WHAT TO DO =>
1. Copy out the part of the article on Zane Floyd's clemency request word for word, starting with "Floyd was previously" and going on through "use of cisatracurium.".
2. In the article on Zane Floyd's clemency request, what sentence do his public defenders want his death sentence commuted to?

··· TEXT BLOCK ···

Zane Michael Floyd is on death row for the murders of four people at a Nevada grocery store in 1999. File Photo courtesy of the Nevada Department of Corrections
Aug. 10 (UPI) -- Lawyers for a Nevada death row prisoner convicted of murdering four people at a grocery store in 1999 filed court documents Tuesday requesting clemency for their client.
The public defenders asked for Zane Floyd's death sentence to be commuted to life in prison without parole citing new evidence detailing his "severe mental impairments," according to a news release.
"Had the jury been presented with this information, one or more jurors may have voted to spare him from execution," the release said.
Floyd was sentenced to death for the 1999 murders of four employees at a Las Vegas supermarket -- Lucy Tarantino, Thomas Darnell, Chuck Leos and Dennis "Troy" Sargent. He also was found guilty of injuring a fifth employee and sexually assaulting a woman at his home before the shootings.
The clemency petition said the jury that sentenced Floyd to death didn't hear testimony that he had fetal alcohol spectrum disorder or post-traumatic stress disorder developed as a result of his "violent upbringing" and made worse during his time serving as a U.S. Marine.
Floyd's attorneys said his stepfather was violent with him when he was a child and his mother, adding that Floyd "escaped the family home by joining the military." Additionally, they cited neuroscience research saying Floyd's FASD meant his brain development lagged behind that of his peers.
"Given Mr. Floyd's diagnosis of FASD, which is recognized as functionally equivalent to intellectual disability, his young age at the time of the crime, and his PTSD, he should never have been eligible for the death penalty," defense attorney Brad Levenson said.
"Mr. Floyd deserves to be able to present this evidence to the Board of Paroles."
Floyd was previously scheduled to be executed the week of July 26, 2021, but a federal judge postponed the date to give time for a review of Nevada's never-before-used combination of lethal injection drugs.
Nevada's Department of Corrections filed court documents earlier this month detailing its new lethal injection protocol. Under the new lethal injection protocol, Nevada plans to use fentanyl or alfentanil, painkillers; ketamine, an anesthetic; cisatracurium, a paralytic; and potassium chloride or potassium acetate, which cause cardiac arrest. Under an alternative three-drug cocktail, the state would drop the use of cisatracurium.

··· RECORDS SUPPLIED ···

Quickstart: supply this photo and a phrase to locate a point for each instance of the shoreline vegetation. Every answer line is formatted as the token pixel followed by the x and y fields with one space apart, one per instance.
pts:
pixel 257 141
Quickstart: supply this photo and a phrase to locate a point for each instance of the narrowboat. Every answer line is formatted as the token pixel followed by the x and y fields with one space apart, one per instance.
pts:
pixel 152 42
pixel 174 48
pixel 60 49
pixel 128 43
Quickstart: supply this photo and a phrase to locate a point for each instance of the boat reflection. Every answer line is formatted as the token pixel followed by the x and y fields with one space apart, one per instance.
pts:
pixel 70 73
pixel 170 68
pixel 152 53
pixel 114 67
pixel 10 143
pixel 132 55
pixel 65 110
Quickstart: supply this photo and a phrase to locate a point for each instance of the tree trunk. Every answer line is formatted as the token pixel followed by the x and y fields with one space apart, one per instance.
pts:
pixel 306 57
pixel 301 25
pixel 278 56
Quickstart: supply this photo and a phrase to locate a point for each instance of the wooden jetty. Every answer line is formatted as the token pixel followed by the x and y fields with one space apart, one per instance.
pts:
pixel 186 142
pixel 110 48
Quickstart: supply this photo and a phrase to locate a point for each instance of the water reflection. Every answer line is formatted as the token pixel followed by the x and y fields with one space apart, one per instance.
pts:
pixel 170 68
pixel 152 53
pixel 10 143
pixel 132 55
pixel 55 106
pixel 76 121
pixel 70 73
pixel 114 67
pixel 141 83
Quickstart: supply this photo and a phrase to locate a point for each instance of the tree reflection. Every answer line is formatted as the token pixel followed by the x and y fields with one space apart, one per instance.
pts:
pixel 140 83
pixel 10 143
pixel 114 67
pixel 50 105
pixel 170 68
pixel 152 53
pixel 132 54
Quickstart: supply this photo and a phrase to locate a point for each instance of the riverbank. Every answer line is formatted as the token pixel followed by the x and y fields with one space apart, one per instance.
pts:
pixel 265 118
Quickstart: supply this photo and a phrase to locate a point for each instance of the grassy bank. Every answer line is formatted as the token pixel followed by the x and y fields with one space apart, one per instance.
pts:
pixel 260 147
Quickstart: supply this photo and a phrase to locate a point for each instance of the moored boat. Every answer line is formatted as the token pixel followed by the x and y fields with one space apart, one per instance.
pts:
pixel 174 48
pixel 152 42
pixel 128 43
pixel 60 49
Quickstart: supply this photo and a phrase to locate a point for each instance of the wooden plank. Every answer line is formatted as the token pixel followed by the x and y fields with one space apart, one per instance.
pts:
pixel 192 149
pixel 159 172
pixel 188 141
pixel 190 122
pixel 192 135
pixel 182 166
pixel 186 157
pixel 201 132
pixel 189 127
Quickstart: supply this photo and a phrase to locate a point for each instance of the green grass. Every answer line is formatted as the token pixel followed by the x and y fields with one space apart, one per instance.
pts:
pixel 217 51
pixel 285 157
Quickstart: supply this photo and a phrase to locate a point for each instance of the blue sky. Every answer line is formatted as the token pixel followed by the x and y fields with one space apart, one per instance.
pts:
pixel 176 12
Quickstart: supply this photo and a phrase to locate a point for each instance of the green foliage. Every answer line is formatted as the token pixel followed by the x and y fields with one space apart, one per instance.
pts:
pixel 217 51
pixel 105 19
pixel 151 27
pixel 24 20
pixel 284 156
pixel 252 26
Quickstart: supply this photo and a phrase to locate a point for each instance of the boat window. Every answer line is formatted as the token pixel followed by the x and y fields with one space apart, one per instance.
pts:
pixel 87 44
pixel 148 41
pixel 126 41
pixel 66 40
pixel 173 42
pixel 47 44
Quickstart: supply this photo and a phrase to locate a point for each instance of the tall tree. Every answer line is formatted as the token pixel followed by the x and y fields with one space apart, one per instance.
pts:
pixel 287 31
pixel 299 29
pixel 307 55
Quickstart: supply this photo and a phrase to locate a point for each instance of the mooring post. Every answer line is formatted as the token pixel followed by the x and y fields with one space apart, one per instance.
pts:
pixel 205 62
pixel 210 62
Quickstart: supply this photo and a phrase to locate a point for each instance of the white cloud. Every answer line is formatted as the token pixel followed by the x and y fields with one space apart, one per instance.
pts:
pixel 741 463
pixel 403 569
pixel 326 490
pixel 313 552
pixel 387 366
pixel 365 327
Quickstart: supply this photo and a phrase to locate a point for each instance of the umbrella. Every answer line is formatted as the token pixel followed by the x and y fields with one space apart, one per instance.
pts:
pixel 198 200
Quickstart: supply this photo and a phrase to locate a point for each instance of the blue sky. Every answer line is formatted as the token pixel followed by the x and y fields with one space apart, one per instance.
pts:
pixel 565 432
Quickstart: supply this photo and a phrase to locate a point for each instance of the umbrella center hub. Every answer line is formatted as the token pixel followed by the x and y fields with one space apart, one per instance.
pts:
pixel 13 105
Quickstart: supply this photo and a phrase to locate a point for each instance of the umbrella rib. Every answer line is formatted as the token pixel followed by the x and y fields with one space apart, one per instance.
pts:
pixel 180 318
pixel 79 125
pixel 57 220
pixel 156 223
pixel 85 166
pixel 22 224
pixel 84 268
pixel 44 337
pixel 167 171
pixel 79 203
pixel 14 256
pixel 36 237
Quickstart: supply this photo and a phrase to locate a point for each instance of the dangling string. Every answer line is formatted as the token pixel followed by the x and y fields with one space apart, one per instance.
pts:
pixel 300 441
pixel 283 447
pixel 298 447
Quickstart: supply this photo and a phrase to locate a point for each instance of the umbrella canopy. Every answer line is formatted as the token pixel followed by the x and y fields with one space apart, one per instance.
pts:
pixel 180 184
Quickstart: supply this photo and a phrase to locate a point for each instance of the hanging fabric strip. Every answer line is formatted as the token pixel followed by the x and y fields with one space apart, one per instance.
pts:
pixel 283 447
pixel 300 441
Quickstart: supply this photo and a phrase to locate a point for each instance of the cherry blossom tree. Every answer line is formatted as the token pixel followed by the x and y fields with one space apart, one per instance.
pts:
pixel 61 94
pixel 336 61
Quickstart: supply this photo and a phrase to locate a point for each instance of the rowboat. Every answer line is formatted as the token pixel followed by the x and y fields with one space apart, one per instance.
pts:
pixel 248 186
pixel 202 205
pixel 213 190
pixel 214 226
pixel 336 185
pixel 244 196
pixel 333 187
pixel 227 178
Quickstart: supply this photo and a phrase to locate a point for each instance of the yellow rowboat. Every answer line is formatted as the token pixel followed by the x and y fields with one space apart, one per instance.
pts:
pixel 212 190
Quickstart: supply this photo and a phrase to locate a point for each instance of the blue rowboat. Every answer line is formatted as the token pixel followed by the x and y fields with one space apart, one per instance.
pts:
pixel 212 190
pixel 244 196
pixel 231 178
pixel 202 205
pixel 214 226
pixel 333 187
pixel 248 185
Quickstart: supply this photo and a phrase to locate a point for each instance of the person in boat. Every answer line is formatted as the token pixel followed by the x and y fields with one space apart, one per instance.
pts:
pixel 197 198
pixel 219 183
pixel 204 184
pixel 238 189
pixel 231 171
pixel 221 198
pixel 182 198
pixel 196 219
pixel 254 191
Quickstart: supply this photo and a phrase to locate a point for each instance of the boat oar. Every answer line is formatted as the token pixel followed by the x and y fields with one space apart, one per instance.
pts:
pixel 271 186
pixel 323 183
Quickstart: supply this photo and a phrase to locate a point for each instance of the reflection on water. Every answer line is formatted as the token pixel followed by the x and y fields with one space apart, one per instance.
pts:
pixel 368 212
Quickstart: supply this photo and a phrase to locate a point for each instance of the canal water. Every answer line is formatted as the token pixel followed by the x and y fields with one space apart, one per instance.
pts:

···

PER-TASK ANSWERS =>
1.
Floyd was previously scheduled to be executed the week of July 26, 2021, but a federal judge postponed the date to give time for a review of Nevada's never-before-used combination of lethal injection drugs.
Nevada's Department of Corrections filed court documents earlier this month detailing its new lethal injection protocol. Under the new lethal injection protocol, Nevada plans to use fentanyl or alfentanil, painkillers; ketamine, an anesthetic; cisatracurium, a paralytic; and potassium chloride or potassium acetate, which cause cardiac arrest. Under an alternative three-drug cocktail, the state would drop the use of cisatracurium.

2. Life in prison without parole.